> **Requirement 1**
Update the article on Tommy Kahnle from "Tommy Kahnle to" to "the 2017 season.", putting "Chicago White Sox" in place of "White Sox".
> **Requirement 2**
According to the article on Tommy Kahnle, which team took him from the Yankees in the 2013 Rule 5 Draft?
> **Requirement 3**
Translate this sentence from the article on Tommy Kahnle into Spanish: "Most of the impetus was probably opportunity cost."

> **Passage shown**
◆ ◆ ◆ ◆ ◆
Unlike the New York Mets, the Boston Red Sox have done a phenomenal job in recent years of perfectly balancing their impulse to troll the Yankees and their attempts to compete. Boston's roster and ecosystem is equal part "talented players" and "Yankees-related pieces with a grudge". The Mets? They're 95% grudges. It's not working.
Naturally, with just over a week to go before Opening Day, Boston made another minor roster shuffle on Tuesday, securing Tommy Kahnle on a minor-league deal. Most of the impetus was probably opportunity cost. How often can you get a reliever like Kahnle, a setup man on the 2024 American League champions, on a minor-league flyer this late in the spring? Just a few days after securing valuable left-hander Danny Coulombe?
Tommy Kahnle to Red Sox. Minors deal.
— Jon Heyman (@JonHeyman) March 17, 2026
Of course, they are also well aware that Kahnle's a Brian Cashman favorite, and has been ridden into the ground in multiple different quadrants of his regime. Originally drafted by the Yankees, Kahnle was swiped by the Rockies in the 2013 Rule 5 Draft, broke out with the White Sox, and came back to the Bronx alongside David Robertson and Todd Frazier in the masterstroke that re-energized the 2017 season.
He succumbed to Tommy John surgery when MLB attempted its bizarre summer restart in 2020, and after the Dodgers paid for his rehabilitation, the Yankees brought him back in 2023. He was excellent in 40 2/3 innings that season, and identically great in 2024 (42 2/3 innings, 46 Ks, 2.11 ERA).
◆ ◆ ◆ ◆ ◆
[Spatial location data]
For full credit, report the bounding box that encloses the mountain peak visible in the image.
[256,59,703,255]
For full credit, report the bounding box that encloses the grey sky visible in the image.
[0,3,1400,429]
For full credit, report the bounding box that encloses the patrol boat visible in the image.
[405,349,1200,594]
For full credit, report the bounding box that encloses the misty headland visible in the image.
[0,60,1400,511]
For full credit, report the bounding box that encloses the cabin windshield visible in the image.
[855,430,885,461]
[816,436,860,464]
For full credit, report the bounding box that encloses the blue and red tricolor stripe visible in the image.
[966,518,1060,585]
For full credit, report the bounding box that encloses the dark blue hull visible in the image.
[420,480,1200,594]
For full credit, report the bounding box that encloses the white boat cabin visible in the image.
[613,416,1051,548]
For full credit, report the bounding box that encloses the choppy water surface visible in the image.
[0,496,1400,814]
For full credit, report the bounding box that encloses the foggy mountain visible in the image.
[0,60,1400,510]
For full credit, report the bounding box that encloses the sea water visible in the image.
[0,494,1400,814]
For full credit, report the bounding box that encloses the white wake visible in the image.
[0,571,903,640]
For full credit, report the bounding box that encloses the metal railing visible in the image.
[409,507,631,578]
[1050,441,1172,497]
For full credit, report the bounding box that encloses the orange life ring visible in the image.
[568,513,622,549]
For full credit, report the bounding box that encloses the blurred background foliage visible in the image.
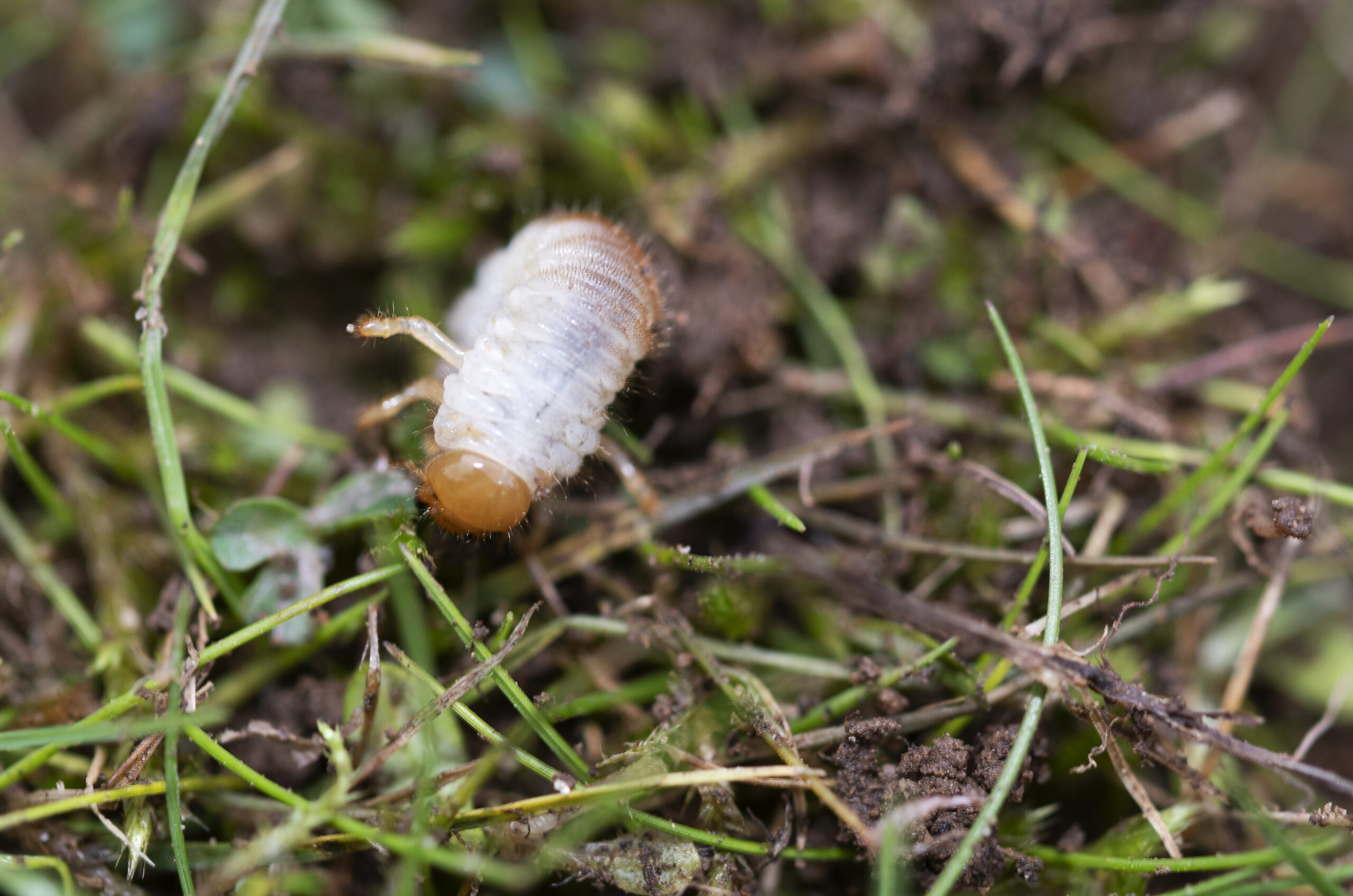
[0,0,1353,893]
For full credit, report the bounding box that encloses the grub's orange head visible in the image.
[418,451,532,535]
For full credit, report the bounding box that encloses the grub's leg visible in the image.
[357,378,441,429]
[601,436,663,516]
[348,314,466,369]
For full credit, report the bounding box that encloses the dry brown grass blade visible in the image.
[1085,700,1184,858]
[352,604,380,764]
[1203,539,1302,776]
[785,499,1216,568]
[783,544,1353,796]
[352,604,540,785]
[931,455,1076,556]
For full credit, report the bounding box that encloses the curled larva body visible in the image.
[425,214,662,535]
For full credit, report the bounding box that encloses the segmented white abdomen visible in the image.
[433,214,662,489]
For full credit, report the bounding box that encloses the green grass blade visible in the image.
[1218,762,1348,896]
[0,417,76,532]
[0,855,76,896]
[399,544,590,781]
[747,486,808,532]
[1160,407,1288,554]
[928,302,1062,896]
[387,644,559,781]
[1127,323,1334,543]
[80,318,349,453]
[199,564,403,663]
[137,0,287,625]
[638,542,785,575]
[736,193,901,532]
[164,586,193,896]
[50,370,141,414]
[0,498,103,654]
[0,679,159,790]
[0,391,138,482]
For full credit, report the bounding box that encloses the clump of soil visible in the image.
[828,713,1046,892]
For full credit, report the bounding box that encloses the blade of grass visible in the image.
[790,638,958,734]
[0,855,76,896]
[977,446,1089,692]
[211,593,390,706]
[50,374,141,414]
[1218,762,1348,896]
[0,417,76,532]
[638,542,785,575]
[450,764,822,831]
[1161,407,1288,554]
[0,776,239,831]
[269,31,480,74]
[0,679,159,790]
[735,192,903,532]
[0,498,103,655]
[199,564,403,665]
[1043,416,1174,474]
[1032,107,1353,309]
[538,671,671,722]
[747,484,808,532]
[80,318,349,453]
[0,391,140,482]
[137,0,287,625]
[928,302,1062,896]
[399,544,590,781]
[386,641,559,782]
[1254,470,1353,508]
[1024,835,1345,874]
[0,705,226,752]
[182,724,529,889]
[164,586,193,896]
[1124,316,1334,544]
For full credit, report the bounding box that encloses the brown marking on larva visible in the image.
[541,212,663,353]
[1273,497,1315,539]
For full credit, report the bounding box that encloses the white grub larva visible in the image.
[348,214,662,535]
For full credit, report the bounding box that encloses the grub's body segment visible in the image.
[428,214,662,530]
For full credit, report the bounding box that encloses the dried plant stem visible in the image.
[1127,316,1334,544]
[450,764,824,831]
[352,605,539,783]
[164,585,195,896]
[0,776,239,831]
[386,641,559,781]
[928,302,1062,896]
[1292,673,1353,759]
[1203,539,1302,777]
[789,638,958,734]
[182,724,531,889]
[790,503,1216,570]
[0,679,159,790]
[399,544,590,781]
[737,193,903,532]
[1084,697,1184,858]
[198,564,403,665]
[1027,835,1353,874]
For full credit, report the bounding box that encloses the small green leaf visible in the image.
[211,498,312,571]
[244,542,329,646]
[306,470,416,529]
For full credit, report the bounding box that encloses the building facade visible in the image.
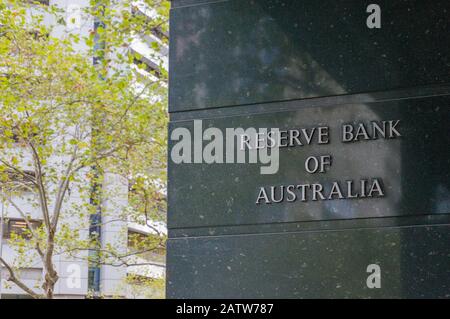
◆ ◆ ◆ ◆ ◆
> **Exercise answer 1**
Tommy Kahnle to Red Sox. Minors deal.
— Jon Heyman (@JonHeyman) March 17, 2026
Of course, they are also well aware that Kahnle's a Brian Cashman favorite, and has been ridden into the ground in multiple different quadrants of his regime. Originally drafted by the Yankees, Kahnle was swiped by the Rockies in the 2013 Rule 5 Draft, broke out with the Chicago White Sox, and came back to the Bronx alongside David Robertson and Todd Frazier in the masterstroke that re-energized the 2017 season.

> **Exercise answer 2**
The Rockies.

> **Exercise answer 3**
La mayor parte del impulso probablemente fue el costo de oportunidad.